* _Task objective_:
Nothing below is to be printed except the lines between the line holding "# provide a point for each instance of the logo" and the line holding "black pants, formatted", inclusive, each exactly as it appears.
-- Opening Marker --
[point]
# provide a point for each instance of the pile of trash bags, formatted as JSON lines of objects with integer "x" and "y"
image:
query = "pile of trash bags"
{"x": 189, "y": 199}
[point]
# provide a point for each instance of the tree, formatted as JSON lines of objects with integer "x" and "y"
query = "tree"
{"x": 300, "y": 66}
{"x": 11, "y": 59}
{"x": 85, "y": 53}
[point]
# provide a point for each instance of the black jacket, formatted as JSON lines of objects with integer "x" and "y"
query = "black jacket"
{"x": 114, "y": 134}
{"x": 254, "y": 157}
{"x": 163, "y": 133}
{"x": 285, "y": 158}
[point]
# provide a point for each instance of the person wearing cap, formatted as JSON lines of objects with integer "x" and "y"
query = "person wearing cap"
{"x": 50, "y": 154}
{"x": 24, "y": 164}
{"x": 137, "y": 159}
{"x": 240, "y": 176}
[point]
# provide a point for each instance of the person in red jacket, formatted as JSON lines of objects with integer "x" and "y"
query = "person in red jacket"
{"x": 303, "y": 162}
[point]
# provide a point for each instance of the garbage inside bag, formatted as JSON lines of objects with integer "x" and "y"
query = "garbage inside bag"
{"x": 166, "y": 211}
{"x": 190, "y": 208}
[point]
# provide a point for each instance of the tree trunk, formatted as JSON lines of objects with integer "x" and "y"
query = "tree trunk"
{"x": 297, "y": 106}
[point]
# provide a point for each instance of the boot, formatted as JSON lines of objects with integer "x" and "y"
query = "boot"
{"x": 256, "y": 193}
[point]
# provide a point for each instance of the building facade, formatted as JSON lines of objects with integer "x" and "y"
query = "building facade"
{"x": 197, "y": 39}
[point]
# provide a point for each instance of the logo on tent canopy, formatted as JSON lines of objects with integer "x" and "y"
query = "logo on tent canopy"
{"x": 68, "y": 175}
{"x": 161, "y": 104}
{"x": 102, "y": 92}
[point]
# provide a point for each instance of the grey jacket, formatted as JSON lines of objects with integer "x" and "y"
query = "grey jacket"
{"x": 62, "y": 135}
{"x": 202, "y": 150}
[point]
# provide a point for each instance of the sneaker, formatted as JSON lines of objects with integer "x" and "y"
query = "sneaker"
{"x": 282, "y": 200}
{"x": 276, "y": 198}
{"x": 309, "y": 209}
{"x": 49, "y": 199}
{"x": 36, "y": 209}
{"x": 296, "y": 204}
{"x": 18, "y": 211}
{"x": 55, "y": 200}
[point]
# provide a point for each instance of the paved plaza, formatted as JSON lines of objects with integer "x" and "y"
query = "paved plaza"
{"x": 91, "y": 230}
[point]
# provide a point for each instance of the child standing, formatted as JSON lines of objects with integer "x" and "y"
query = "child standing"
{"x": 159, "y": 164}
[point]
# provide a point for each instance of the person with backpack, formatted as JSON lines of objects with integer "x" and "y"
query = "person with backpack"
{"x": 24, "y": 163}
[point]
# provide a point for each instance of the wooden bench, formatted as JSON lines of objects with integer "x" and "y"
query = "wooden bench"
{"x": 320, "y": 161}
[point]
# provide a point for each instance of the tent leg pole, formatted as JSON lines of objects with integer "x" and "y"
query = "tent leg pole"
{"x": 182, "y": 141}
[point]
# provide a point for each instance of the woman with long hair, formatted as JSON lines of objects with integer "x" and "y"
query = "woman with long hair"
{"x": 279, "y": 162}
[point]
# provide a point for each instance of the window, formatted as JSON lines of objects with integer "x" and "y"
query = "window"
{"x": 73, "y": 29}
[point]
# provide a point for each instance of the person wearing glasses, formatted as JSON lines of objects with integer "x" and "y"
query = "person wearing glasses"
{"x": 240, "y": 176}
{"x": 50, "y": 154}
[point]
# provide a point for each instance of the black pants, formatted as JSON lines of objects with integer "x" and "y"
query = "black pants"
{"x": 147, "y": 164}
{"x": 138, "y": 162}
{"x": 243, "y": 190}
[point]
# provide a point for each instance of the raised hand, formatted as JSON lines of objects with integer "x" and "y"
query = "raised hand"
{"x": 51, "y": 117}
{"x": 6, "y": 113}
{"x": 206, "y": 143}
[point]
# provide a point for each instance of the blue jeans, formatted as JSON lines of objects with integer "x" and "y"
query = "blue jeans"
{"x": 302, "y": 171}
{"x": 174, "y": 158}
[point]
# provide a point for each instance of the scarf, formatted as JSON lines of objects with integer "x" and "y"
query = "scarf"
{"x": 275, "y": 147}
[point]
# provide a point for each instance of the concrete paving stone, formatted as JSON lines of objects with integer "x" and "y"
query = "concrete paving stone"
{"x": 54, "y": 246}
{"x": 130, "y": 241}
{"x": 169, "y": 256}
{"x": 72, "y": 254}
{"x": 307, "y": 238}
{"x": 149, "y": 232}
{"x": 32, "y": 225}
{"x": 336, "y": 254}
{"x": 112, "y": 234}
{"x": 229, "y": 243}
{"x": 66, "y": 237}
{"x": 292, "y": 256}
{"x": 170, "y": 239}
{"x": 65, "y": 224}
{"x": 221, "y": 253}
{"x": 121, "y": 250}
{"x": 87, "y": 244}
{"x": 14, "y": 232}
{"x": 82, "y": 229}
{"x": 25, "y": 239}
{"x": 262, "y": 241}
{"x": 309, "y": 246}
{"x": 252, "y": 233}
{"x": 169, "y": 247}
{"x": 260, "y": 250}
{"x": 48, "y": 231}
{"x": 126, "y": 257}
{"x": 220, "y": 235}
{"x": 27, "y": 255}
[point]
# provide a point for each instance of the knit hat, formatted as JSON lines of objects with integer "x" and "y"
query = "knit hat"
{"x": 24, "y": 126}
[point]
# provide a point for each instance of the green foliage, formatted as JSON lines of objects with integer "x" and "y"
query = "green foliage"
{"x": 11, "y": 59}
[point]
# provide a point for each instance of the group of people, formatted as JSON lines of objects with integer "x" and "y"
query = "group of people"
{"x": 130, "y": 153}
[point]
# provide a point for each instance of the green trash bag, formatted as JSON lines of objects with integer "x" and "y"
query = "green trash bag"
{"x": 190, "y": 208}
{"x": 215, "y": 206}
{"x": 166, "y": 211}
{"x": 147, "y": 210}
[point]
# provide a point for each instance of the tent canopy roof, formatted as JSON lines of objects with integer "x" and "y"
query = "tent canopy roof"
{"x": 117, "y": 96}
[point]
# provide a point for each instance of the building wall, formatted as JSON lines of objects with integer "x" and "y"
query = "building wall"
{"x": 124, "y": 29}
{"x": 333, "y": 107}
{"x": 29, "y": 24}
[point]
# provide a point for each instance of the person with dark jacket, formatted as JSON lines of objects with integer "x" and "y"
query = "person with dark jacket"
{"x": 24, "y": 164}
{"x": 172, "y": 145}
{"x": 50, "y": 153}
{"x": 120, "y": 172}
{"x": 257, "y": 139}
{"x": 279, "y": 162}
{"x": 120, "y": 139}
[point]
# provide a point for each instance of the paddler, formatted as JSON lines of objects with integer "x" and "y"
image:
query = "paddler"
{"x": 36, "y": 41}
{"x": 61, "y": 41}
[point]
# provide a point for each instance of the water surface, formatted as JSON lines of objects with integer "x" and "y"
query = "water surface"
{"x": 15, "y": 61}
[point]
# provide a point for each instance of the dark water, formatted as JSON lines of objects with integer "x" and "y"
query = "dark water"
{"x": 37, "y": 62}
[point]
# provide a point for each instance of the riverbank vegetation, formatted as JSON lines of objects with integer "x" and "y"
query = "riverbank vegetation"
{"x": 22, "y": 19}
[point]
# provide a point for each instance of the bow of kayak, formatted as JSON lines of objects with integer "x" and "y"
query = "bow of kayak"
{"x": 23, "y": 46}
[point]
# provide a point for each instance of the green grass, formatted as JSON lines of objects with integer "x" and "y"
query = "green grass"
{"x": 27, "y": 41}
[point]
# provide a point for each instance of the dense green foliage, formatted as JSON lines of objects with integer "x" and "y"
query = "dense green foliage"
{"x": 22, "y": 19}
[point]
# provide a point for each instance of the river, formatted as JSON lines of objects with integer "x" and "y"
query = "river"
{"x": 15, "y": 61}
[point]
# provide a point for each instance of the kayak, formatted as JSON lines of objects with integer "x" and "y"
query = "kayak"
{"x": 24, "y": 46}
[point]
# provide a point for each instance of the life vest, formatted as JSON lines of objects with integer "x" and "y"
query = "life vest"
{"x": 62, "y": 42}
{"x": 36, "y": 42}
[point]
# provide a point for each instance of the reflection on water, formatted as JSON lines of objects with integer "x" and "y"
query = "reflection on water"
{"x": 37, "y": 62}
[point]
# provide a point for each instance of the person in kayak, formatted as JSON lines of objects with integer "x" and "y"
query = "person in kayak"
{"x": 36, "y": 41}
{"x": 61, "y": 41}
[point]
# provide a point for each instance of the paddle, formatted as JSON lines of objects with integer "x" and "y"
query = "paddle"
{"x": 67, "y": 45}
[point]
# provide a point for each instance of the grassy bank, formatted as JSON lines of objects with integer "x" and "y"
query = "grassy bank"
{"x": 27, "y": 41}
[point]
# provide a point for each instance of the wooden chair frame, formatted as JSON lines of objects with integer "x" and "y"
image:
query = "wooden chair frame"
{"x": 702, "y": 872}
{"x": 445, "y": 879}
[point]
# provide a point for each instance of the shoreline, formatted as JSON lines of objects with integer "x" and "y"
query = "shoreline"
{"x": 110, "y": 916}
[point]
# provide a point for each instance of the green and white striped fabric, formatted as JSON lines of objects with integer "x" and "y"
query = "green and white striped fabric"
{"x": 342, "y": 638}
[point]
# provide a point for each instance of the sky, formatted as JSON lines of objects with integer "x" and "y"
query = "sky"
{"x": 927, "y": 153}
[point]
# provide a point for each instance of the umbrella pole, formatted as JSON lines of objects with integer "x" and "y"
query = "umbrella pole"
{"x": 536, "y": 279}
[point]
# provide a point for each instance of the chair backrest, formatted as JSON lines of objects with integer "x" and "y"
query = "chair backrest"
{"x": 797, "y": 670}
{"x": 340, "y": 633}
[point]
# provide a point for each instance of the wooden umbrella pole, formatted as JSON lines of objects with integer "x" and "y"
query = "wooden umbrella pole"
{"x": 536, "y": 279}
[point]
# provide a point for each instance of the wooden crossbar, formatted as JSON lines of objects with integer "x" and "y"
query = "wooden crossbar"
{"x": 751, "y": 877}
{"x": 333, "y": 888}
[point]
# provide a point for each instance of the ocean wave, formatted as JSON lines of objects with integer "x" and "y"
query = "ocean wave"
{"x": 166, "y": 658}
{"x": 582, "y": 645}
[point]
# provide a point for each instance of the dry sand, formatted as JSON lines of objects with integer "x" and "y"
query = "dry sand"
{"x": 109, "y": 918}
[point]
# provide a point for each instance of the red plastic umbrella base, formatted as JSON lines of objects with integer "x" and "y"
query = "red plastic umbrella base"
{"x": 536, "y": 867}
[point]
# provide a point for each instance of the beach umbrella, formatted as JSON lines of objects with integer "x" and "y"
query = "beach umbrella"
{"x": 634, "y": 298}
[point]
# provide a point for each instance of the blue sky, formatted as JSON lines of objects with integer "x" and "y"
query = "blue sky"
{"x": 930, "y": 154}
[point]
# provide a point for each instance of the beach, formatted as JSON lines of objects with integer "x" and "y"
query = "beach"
-- Closing Marker --
* _Problem solution_:
# provide a point for each instance of the logo on tent canopy, formatted as JSON lines of objects with integer "x" and "y"
query = "logo on tent canopy"
{"x": 68, "y": 175}
{"x": 161, "y": 104}
{"x": 102, "y": 92}
[point]
# provide a point for each instance of the grey jacket, formatted as JSON lines of objects with integer "x" and "y"
query = "grey jacket"
{"x": 62, "y": 135}
{"x": 202, "y": 150}
[point]
# provide a point for each instance of the sneaker, formatted as JSON lines of objects with integer "x" and "y"
query = "sneaker"
{"x": 282, "y": 200}
{"x": 276, "y": 198}
{"x": 309, "y": 209}
{"x": 49, "y": 199}
{"x": 36, "y": 209}
{"x": 296, "y": 204}
{"x": 18, "y": 211}
{"x": 55, "y": 200}
[point]
# provide a point for each instance of the paved plaza, formatted as JSON lines of objects with integer "x" and "y"
query = "paved plaza"
{"x": 91, "y": 230}
[point]
# provide a point for each instance of the child standing, formatted as JSON lines of objects with integer "x" and "y"
query = "child standing"
{"x": 159, "y": 164}
[point]
# provide a point for each instance of the person with backpack, formatted as JSON lines of objects with integer "x" and "y"
query = "person with backpack"
{"x": 24, "y": 163}
[point]
# provide a point for each instance of the wooden bench, formatted as JSON lines of objects with integer "x" and "y"
query = "wooden bench"
{"x": 320, "y": 161}
[point]
# provide a point for each instance of the tent leg pole, formatted as JSON lines of objects with integer "x" and "y"
query = "tent leg pole"
{"x": 182, "y": 141}
[point]
# provide a point for each instance of the woman with long hair, formatted as JSON lines of objects with integer "x" and "y"
query = "woman with long hair"
{"x": 279, "y": 162}
[point]
# provide a point for each instance of the window, formatted as JSON lines of objects with integer "x" and "y"
query = "window"
{"x": 73, "y": 29}
[point]
# provide a point for each instance of the person wearing glasses, formatted as JSON lines of objects with integer "x" and "y"
query = "person wearing glasses"
{"x": 240, "y": 176}
{"x": 50, "y": 154}
[point]
# provide a point for each instance of the black pants, formatted as JSON lines of objects with integer "x" and "y"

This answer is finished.